El problema es que el gobierno de Enrique Peña Nieto se lanzó al ruedo
sin saber torear. Creyó que estábamos en los 70 o los 80, cuando se
imponía en México cualquier política pública sin que nadie osara
cuestionarla, y quien se atrevía era aplastado sin que hubiera mayores
consecuencias.
Hoy, con todos sus bemoles, la sociedad exige y protesta cuando ve
afectados sus intereses, aunque a veces implique la afectación de los
derechos de terceros, lo cual tampoco puede ser aceptable en todos los
casos ni todo el tiempo.
Para lograr las reformas que pretende –sin juzgar el fondo de las
mismas– Peña Nieto necesita primero contar con un verdadero consenso
nacional. De lo contrario, corre el riesgo de llevar al país a una
parálisis en la que, o no se aprueba nada para evitar enfrentamientos, o
se recurre a la violencia para imponer cambios impopulares. Ninguna de
estas dos vías es deseable.
Porque no es alentando el linchamiento mediático contra los opositores
como el régimen logrará el apoyo a sus propuestas, ni preparando el
terreno para arrasarlos con la fuerza pública. El gobierno debe hacer
política, recurrir a la negociación para lograr acuerdos. De lo
contrario, reinará el caos.
Nadie en su sano juicio –salvo quienes albergan ánimos fascistoides–
quiere un gobierno represor al estilo de Gustavo Díaz Ordaz o Luis
Echeverría. Pero no se puede dejar a su suerte al país escondiéndose de
los problemas en todo momento. El adagio salinista del “ni los veo ni
los oigo” no sirve para gobernar al México del siglo XXI.
¿Quería el PRI regresar al poder, no? Pues ahora debe demostrar que sí puede con el paquete, porque esto apenas empieza.

Entradas de un conjunto de anotaciones con puntos:
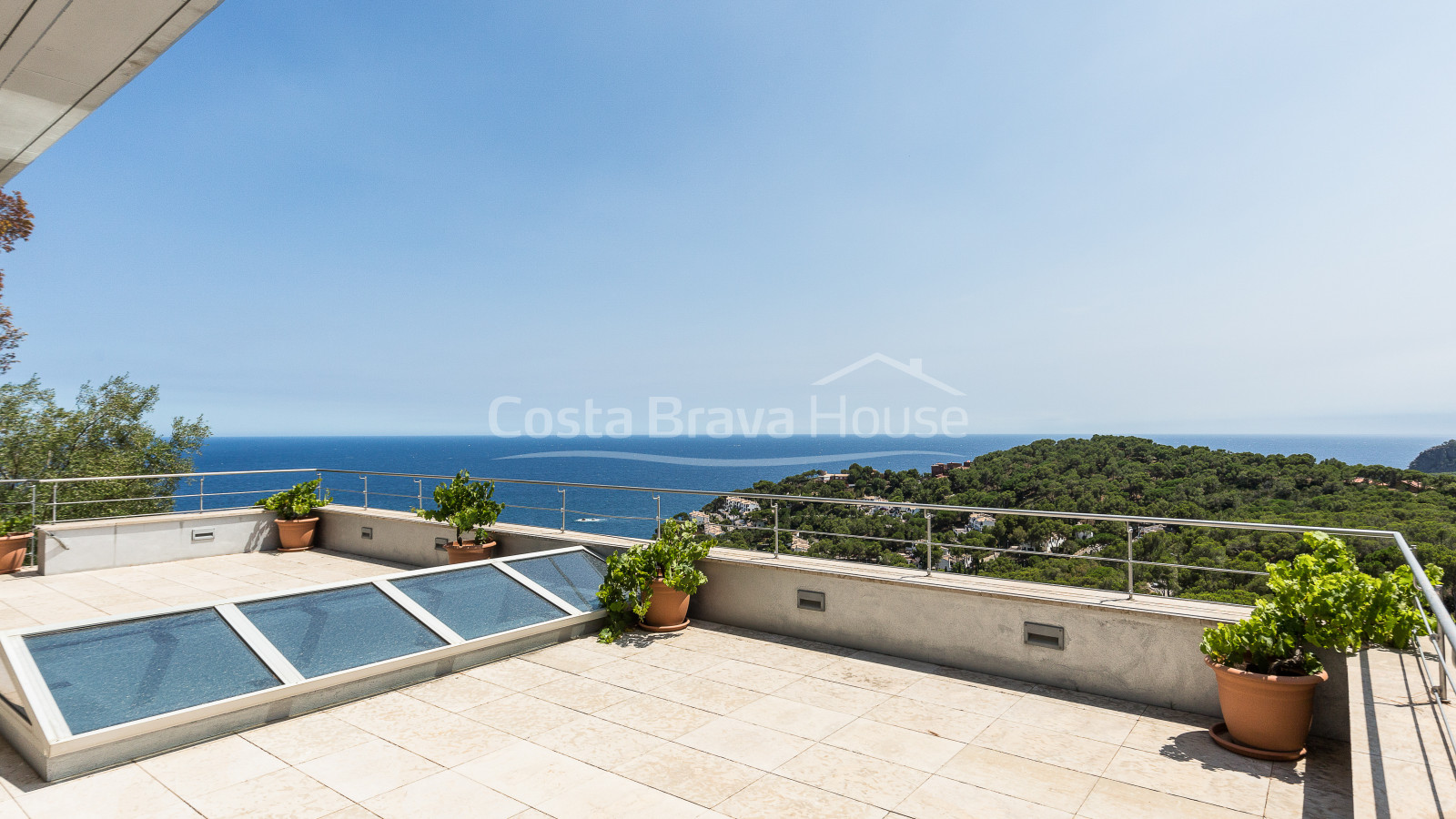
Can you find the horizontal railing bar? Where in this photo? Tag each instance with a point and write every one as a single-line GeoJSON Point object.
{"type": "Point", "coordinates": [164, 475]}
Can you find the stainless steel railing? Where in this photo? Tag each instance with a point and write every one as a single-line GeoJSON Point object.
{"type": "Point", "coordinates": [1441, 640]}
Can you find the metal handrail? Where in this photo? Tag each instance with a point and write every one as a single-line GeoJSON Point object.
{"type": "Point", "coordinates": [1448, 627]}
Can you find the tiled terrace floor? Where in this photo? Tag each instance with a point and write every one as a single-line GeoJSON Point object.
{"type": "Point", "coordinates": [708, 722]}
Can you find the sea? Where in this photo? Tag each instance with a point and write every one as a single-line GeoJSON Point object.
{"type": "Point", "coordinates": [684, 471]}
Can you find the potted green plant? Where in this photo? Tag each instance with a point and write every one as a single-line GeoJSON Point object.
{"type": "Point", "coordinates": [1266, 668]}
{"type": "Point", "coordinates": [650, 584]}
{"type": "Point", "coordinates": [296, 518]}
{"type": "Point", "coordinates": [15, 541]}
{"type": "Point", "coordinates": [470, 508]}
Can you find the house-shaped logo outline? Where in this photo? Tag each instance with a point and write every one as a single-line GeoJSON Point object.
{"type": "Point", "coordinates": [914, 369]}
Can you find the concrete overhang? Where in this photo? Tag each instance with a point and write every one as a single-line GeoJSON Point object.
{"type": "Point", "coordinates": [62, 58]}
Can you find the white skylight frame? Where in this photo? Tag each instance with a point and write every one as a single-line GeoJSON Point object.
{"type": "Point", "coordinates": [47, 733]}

Tareas propuestas:
1. Según la página, ¿con qué necesita contar primero Peña Nieto para lograr las reformas que pretende?
2. Reproduce el fragmento de la página que comienza con "Nadie en su" y sigue hasta "esto apenas empieza.", ambos incluidos.

Respuestas por tarea:
1. Con un verdadero consenso nacional.

2.
Nadie en su sano juicio –salvo quienes albergan ánimos fascistoides–
quiere un gobierno represor al estilo de Gustavo Díaz Ordaz o Luis
Echeverría. Pero no se puede dejar a su suerte al país escondiéndose de
los problemas en todo momento. El adagio salinista del “ni los veo ni
los oigo” no sirve para gobernar al México del siglo XXI.
¿Quería el PRI regresar al poder, no? Pues ahora debe demostrar que sí puede con el paquete, porque esto apenas empieza.